* _Supplied information_
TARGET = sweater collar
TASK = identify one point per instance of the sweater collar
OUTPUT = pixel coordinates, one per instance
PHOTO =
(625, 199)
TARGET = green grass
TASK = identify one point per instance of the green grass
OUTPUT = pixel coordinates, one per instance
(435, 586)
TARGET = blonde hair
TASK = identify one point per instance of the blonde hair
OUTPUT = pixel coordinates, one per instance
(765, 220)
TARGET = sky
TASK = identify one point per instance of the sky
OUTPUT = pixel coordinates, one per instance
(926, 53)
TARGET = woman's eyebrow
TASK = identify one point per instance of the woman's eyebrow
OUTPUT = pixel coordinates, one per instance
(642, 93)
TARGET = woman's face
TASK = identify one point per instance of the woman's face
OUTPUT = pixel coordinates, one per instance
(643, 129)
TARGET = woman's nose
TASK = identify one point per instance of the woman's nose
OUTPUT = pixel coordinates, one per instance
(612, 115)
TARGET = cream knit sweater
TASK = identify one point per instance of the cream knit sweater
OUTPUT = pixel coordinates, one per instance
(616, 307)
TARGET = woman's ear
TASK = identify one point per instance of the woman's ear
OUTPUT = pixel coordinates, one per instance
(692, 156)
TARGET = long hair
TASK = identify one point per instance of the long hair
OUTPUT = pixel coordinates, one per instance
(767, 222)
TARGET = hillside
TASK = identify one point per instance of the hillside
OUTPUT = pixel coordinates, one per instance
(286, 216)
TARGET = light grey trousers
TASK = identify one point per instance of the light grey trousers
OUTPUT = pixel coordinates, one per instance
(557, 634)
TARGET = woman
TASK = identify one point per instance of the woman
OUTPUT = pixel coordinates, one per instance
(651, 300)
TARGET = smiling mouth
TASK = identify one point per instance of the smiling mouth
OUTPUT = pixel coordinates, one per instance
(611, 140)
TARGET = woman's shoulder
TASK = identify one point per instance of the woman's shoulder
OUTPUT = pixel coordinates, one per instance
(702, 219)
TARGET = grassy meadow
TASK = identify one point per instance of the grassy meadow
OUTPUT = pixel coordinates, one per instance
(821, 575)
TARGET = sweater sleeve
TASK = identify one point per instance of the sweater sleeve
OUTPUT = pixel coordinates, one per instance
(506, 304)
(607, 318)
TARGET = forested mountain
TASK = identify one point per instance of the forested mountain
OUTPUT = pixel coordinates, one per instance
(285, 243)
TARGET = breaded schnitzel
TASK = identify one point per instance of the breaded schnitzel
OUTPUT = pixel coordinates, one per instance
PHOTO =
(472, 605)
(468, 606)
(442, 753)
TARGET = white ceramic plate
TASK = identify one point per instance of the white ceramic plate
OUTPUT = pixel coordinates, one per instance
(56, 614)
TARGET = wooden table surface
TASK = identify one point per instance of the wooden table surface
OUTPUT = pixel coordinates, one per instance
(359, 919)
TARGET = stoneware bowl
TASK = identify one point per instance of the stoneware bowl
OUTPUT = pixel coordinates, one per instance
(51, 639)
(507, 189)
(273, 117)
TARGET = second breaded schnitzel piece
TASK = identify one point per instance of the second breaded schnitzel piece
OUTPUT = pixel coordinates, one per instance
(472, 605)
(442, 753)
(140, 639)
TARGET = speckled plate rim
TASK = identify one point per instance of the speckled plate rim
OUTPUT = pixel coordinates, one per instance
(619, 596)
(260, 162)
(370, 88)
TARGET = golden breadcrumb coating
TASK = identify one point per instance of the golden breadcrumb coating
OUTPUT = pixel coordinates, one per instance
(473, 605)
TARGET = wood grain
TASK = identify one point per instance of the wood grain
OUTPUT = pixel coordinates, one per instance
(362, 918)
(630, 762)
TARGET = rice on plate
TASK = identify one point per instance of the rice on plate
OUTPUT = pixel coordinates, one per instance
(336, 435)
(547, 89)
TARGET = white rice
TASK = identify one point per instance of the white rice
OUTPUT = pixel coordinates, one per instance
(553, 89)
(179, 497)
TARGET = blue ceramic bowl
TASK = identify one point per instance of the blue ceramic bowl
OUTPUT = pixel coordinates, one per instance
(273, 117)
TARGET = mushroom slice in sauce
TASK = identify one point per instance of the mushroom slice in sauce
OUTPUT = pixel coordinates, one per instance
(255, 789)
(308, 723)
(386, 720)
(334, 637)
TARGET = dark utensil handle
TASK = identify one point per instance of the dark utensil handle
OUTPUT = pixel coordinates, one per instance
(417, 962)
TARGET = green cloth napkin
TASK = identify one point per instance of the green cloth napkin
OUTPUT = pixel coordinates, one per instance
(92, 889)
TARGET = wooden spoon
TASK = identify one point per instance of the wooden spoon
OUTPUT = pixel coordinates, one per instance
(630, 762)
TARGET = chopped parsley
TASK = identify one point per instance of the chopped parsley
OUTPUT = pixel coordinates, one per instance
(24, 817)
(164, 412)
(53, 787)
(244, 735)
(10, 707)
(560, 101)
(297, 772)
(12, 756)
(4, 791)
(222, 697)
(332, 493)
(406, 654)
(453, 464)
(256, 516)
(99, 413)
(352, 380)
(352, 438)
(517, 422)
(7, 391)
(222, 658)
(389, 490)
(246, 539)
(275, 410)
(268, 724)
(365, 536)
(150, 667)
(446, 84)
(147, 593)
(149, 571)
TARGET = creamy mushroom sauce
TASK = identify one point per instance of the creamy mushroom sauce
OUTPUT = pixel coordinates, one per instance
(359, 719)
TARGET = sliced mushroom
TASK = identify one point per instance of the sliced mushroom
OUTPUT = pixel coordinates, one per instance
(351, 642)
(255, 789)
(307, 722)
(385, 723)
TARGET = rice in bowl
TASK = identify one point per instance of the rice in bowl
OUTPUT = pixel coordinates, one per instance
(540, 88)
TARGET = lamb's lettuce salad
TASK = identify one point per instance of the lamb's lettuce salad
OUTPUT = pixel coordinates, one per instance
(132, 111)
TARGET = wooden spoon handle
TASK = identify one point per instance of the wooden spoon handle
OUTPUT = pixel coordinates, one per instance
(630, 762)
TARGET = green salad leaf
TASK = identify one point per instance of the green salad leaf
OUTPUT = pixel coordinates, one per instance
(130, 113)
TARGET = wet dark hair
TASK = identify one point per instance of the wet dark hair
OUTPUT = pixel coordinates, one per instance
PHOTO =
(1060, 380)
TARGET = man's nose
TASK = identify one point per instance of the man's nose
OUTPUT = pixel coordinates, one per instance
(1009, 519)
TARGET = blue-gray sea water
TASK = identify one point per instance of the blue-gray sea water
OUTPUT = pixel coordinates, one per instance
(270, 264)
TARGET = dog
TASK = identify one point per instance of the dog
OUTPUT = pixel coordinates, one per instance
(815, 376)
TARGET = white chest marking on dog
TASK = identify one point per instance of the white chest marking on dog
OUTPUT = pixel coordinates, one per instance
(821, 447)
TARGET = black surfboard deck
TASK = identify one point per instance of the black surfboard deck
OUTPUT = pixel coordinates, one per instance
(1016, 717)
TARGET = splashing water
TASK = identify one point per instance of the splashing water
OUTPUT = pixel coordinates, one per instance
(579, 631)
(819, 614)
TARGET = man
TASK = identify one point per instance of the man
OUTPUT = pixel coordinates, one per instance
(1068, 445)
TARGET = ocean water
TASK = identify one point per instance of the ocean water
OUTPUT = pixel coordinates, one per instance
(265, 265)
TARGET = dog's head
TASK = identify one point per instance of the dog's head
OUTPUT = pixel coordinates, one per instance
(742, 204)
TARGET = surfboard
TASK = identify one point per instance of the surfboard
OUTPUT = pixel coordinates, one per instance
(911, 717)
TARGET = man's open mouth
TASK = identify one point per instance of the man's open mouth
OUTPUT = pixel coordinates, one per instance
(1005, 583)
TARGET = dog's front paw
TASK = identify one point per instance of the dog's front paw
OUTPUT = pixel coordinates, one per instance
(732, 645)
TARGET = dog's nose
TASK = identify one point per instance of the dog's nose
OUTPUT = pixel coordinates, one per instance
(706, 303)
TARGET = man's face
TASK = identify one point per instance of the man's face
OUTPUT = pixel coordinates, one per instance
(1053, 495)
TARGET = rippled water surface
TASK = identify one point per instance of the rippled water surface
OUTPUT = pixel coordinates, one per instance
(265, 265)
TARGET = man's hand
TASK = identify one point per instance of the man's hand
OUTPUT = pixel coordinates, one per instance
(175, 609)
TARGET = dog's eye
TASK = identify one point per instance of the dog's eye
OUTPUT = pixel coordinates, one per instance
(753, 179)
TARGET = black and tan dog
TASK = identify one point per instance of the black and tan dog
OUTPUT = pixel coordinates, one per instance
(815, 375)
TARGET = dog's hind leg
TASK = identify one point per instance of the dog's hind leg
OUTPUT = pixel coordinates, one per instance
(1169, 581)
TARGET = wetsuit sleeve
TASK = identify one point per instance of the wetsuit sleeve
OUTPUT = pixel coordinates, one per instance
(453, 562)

* _Exercise brief_
Reproduce, without any change, the part that opens with the line containing "TARGET = man's hand" and closes with the final line of the items, including both of those lines.

* _Answer to the task_
TARGET = man's hand
TASK = identify one point per instance of the man's hand
OUTPUT = pixel coordinates, one per instance
(175, 609)
TARGET = dog's eye
TASK = identify one point per instance of the dog's eye
OUTPUT = pixel coordinates, one per instance
(753, 179)
TARGET = black and tan dog
TASK = identify one point per instance of the black and tan dog
OUTPUT = pixel coordinates, one per instance
(815, 375)
TARGET = dog's hind leg
TASK = identify one point per instance of the dog's hind leg
OUTPUT = pixel coordinates, one per instance
(1169, 581)
TARGET = wetsuit sleeve
TASK = identify one point per instance of the wetsuit sleeve
OUTPUT = pixel coordinates, one per instance
(453, 562)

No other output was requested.